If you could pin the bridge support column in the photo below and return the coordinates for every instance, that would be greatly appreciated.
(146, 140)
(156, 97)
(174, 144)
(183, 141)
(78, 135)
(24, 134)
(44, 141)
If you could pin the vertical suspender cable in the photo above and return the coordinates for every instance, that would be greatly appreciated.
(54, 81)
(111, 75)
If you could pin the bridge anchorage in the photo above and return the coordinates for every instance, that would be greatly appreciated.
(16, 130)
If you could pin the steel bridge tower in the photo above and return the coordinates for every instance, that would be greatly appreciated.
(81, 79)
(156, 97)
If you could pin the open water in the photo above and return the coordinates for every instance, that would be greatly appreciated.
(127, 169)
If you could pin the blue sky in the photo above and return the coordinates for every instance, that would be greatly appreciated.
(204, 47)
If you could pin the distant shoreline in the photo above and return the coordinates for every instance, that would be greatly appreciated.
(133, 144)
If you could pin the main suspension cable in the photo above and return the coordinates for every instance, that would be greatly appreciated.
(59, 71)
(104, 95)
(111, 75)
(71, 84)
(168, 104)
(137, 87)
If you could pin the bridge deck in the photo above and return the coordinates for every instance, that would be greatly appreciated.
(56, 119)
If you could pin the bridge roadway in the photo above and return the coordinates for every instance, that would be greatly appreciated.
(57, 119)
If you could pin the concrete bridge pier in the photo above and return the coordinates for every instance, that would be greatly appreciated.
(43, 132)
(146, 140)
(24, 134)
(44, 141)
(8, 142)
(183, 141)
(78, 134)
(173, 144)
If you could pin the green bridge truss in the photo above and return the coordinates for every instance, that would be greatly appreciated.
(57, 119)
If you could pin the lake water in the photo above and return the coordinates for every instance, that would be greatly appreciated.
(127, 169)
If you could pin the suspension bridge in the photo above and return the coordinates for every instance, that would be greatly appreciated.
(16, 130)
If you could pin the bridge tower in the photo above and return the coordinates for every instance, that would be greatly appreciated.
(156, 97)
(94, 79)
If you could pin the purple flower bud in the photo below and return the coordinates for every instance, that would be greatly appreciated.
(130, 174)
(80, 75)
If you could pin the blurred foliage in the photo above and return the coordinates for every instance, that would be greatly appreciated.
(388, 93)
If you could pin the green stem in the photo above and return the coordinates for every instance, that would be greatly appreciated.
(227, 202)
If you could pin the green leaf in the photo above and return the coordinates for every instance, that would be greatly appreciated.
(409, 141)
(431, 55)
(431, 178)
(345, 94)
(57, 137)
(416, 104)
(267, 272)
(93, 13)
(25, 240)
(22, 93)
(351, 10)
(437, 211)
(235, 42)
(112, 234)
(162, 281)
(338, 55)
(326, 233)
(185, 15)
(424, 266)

========

* Given problem *
Convert every line of the data above into a JSON list of strings, one string per line, leaving out any blank lines.

* Written solution *
[
  "If you could pin the bridge support column in the photo below and return the coordinates for every instance, that would be greatly appreciated.",
  "(146, 140)",
  "(156, 97)",
  "(174, 144)",
  "(183, 141)",
  "(78, 135)",
  "(24, 134)",
  "(44, 141)",
  "If you could pin the vertical suspender cable in the photo above and return the coordinates for every instance, that would be greatly appreciated.",
  "(54, 81)",
  "(111, 75)",
  "If you could pin the bridge anchorage in the photo above and return the coordinates for every instance, that would be greatly appreciated.",
  "(16, 130)",
  "If you could pin the steel bridge tower in the photo above and return the coordinates for every instance, that would be greatly appreciated.",
  "(81, 79)",
  "(156, 97)",
  "If you could pin the open water in the photo above and return the coordinates for every instance, that would be greatly appreciated.",
  "(127, 169)",
  "If you could pin the blue sky in the photo above and return the coordinates for every instance, that would be greatly appreciated.",
  "(204, 47)",
  "If you could pin the distant shoreline in the photo above and return the coordinates for every instance, that would be greatly appreciated.",
  "(133, 144)",
  "If you could pin the main suspension cable in the photo above and return the coordinates for every instance, that would be greatly appreciated.",
  "(59, 71)",
  "(104, 95)",
  "(111, 75)",
  "(71, 84)",
  "(168, 104)",
  "(137, 87)",
  "If you could pin the bridge deck in the photo above and return the coordinates for every instance, that would be greatly appreciated.",
  "(56, 119)",
  "If you could pin the bridge roadway in the photo above and return the coordinates for every instance, that would be greatly appreciated.",
  "(57, 119)",
  "If you could pin the concrete bridge pier in the photo above and return the coordinates for every instance, that would be greatly appreciated.",
  "(43, 132)",
  "(146, 140)",
  "(24, 134)",
  "(44, 141)",
  "(8, 142)",
  "(183, 141)",
  "(78, 134)",
  "(173, 144)",
  "If you could pin the green bridge truss in the photo above and return the coordinates for every instance, that would be greatly appreciated.",
  "(57, 119)",
  "If you could pin the lake water in the photo above and return the coordinates for every instance, that would be greatly appreciated.",
  "(127, 169)",
  "If you could pin the suspension bridge in the photo above and return the coordinates for every instance, that would be greatly appreciated.",
  "(16, 130)",
  "If you could pin the bridge tower in the photo above and return the coordinates for every instance, that would be greatly appreciated.",
  "(156, 97)",
  "(94, 79)",
  "If you could pin the purple flower bud in the photo below and return the coordinates for every instance, that would be greatly appreciated.",
  "(130, 174)",
  "(80, 75)",
  "If you could pin the blurred foliage in the photo above and return the coordinates for every instance, that would be greatly appreciated.",
  "(388, 93)",
  "If you could pin the green stem in the photo above and return the coordinates for every instance, that would be greatly appreciated.",
  "(227, 202)",
  "If you could pin the green leaf in the photo above and return the coordinates for every instance, that would be greatly appreciated.",
  "(409, 141)",
  "(431, 55)",
  "(431, 178)",
  "(345, 94)",
  "(57, 137)",
  "(416, 104)",
  "(267, 272)",
  "(93, 13)",
  "(25, 240)",
  "(22, 93)",
  "(351, 10)",
  "(437, 211)",
  "(235, 42)",
  "(112, 234)",
  "(162, 281)",
  "(338, 55)",
  "(326, 233)",
  "(185, 15)",
  "(424, 266)"
]